TASK DETAILS: Reproduce word for word the part of the news article on the vaccine allergy warning that opens with the words containing "COVID-19 vaccine: UK" and closes with "to be recovering.".

COVID-19 vaccine: UK regulators warn people with history of ‘significant’ allergic reactions not to have Pfizer/BioNTech jab.
By Chris Robertson, news reporter
UK regulators have issued a warning that people who have a history of “significant” allergic reactions should not currently receive the Pfizer/BioNTech vaccine.
It comes after two NHS staff members who had the jab yesterday experienced allergic reactions.
They developed “anaphylactoid reaction” symptoms shortly after being injected, and are now understood to be recovering.
Both have a significant history of allergies and have to carry adrenaline.
The pair are among thousands of people who received the first dose of the jab yesterday, as the biggest vaccination programme in the UK’s history got under way.
The UK became the first country in the world to approve the Pfizer vaccine last week, with care home workers, hospital patients and NHS staff, among others, getting the first jabs.
The Medicines and Healthcare products Regulatory Agency (MHRA) has given precautionary advice to NHS trusts that anyone who has a history of “significant” allergic reactions to medicines, food or vaccines should not receive the vaccine.
It added that anyone who has a significant reaction to the first jab should not have the second dose.

Image point grounding data:
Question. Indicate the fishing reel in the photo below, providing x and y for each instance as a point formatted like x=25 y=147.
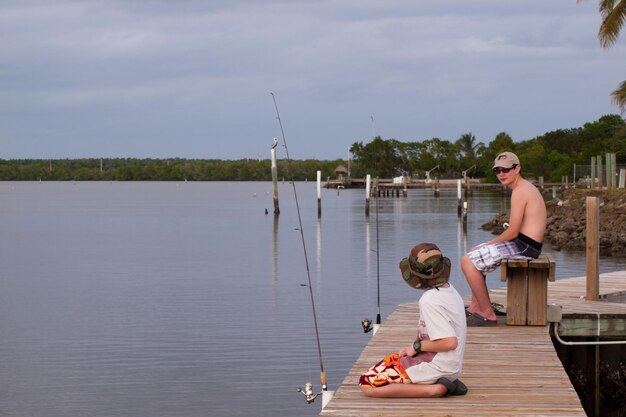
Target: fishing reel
x=367 y=325
x=307 y=391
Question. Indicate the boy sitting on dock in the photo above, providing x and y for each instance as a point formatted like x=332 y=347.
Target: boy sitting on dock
x=431 y=365
x=522 y=239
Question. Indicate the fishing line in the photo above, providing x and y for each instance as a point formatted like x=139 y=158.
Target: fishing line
x=308 y=389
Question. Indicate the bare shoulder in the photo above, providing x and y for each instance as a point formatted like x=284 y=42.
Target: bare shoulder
x=527 y=190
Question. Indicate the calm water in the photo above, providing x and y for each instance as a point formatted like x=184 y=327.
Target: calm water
x=185 y=299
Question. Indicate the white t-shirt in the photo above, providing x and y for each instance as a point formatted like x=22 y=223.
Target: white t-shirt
x=442 y=314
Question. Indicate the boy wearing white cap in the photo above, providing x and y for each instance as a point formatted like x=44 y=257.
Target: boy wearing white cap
x=522 y=239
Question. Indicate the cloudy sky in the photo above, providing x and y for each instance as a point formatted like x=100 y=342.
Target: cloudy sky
x=192 y=78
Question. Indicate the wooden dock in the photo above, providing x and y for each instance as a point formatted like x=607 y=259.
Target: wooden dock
x=509 y=370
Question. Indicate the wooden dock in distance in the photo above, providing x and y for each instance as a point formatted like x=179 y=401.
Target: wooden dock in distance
x=509 y=370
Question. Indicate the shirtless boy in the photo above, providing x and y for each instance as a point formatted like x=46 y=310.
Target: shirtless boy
x=523 y=238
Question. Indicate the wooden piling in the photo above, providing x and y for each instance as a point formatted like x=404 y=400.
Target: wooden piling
x=459 y=207
x=319 y=194
x=593 y=248
x=275 y=180
x=599 y=168
x=368 y=180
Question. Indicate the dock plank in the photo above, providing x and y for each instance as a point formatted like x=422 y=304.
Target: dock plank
x=509 y=370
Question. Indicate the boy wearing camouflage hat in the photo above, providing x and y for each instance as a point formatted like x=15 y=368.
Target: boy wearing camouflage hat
x=431 y=365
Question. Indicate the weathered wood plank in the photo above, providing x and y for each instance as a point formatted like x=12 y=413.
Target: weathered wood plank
x=509 y=370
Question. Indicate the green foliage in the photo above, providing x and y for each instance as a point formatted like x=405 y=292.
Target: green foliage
x=162 y=170
x=551 y=155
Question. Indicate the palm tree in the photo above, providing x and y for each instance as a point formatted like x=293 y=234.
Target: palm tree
x=613 y=15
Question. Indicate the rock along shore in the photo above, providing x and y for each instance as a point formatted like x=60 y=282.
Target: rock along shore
x=566 y=227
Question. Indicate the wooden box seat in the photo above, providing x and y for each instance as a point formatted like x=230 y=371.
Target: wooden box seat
x=527 y=289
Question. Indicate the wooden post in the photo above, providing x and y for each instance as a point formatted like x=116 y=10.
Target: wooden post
x=613 y=170
x=599 y=167
x=319 y=194
x=607 y=159
x=368 y=179
x=593 y=173
x=464 y=216
x=459 y=207
x=275 y=180
x=593 y=248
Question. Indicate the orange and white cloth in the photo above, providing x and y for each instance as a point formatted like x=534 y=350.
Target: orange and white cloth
x=385 y=372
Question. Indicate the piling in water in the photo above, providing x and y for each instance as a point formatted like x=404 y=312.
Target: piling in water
x=319 y=194
x=368 y=179
x=275 y=180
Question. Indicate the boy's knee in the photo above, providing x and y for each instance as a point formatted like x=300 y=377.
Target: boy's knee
x=439 y=390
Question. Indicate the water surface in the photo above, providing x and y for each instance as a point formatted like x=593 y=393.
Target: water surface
x=186 y=299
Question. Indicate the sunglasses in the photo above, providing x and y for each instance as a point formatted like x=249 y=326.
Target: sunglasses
x=499 y=170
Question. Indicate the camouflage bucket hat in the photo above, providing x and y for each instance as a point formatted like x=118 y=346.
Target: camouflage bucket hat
x=425 y=267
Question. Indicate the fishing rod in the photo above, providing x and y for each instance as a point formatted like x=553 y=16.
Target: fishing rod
x=307 y=389
x=367 y=323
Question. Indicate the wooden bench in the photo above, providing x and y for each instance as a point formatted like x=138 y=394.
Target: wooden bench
x=527 y=289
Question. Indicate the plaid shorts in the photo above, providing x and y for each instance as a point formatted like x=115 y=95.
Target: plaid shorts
x=489 y=257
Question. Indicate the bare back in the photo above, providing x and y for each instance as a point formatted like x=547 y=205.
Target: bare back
x=534 y=215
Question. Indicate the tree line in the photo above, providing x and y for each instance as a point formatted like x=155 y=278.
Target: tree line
x=172 y=169
x=551 y=156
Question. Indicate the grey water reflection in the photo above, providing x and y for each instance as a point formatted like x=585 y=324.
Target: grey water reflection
x=161 y=299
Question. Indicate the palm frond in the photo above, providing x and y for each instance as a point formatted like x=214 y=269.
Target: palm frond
x=613 y=16
x=619 y=96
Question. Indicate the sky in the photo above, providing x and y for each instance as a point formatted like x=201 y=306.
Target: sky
x=193 y=78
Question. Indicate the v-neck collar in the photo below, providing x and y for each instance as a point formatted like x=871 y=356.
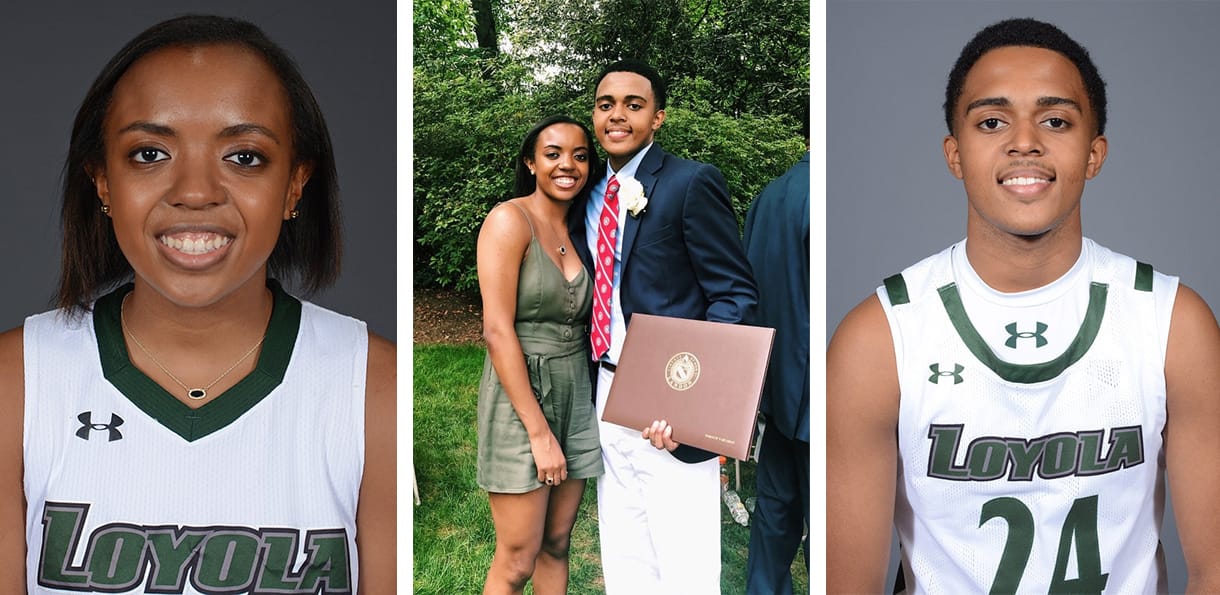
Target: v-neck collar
x=1030 y=373
x=227 y=407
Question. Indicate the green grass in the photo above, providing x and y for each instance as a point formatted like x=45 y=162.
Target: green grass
x=454 y=537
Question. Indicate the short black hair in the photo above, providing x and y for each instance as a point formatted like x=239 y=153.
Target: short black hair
x=525 y=182
x=309 y=246
x=1026 y=32
x=660 y=90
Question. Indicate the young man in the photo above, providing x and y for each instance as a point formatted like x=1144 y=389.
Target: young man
x=667 y=244
x=777 y=246
x=1009 y=404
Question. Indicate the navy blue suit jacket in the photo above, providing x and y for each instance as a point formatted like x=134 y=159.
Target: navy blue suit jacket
x=682 y=255
x=777 y=246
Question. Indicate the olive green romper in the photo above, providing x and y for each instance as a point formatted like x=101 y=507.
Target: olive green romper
x=550 y=324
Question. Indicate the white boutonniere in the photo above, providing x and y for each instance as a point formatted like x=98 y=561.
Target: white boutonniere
x=631 y=195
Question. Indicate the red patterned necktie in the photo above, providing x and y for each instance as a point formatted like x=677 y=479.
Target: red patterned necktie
x=608 y=231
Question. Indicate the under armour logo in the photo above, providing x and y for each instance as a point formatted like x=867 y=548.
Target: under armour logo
x=87 y=426
x=1013 y=335
x=937 y=374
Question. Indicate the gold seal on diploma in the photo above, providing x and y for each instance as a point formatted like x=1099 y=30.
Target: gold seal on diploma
x=682 y=371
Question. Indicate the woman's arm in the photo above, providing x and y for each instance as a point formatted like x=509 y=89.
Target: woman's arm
x=376 y=518
x=502 y=246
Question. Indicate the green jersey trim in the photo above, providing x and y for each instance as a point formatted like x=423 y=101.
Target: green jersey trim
x=1026 y=373
x=896 y=288
x=1143 y=277
x=150 y=398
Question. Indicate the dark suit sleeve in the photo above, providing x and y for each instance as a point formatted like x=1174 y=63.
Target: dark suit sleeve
x=719 y=261
x=715 y=249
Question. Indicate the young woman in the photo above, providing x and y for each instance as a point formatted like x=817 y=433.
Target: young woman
x=182 y=423
x=537 y=431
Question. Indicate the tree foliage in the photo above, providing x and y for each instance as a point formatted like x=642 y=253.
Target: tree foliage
x=738 y=78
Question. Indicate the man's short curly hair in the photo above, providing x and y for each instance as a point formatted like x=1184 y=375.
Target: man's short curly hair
x=1031 y=33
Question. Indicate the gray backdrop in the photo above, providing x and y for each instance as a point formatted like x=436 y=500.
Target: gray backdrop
x=50 y=51
x=889 y=199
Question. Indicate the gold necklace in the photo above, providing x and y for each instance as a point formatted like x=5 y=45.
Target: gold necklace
x=197 y=394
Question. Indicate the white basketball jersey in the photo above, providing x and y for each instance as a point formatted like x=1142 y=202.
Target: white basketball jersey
x=128 y=490
x=1030 y=427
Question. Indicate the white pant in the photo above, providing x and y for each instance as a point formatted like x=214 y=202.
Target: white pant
x=658 y=517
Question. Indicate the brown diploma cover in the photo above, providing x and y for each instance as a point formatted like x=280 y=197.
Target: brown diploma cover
x=704 y=378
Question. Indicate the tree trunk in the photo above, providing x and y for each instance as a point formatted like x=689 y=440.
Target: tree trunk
x=484 y=27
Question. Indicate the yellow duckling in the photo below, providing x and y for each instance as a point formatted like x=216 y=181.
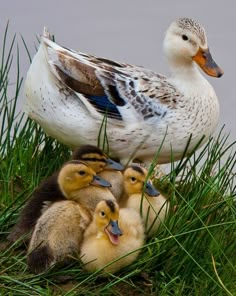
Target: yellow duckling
x=48 y=191
x=59 y=230
x=113 y=233
x=152 y=206
x=105 y=167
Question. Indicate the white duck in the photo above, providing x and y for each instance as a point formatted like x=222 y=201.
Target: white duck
x=69 y=93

ANSWER SPACE:
COVID-19 vaccine: UK regulators warn people with history of ‘significant’ allergic reactions not to have Pfizer/BioNTech jab.
By Chris Robertson, news reporter
UK regulators have issued a warning that people who have a history of “significant” allergic reactions should not currently receive the Pfizer/BioNTech vaccine.
It comes after two NHS staff members who had the jab yesterday experienced allergic reactions.
They developed “anaphylactoid reaction” symptoms shortly after being injected, and are now understood to be recovering.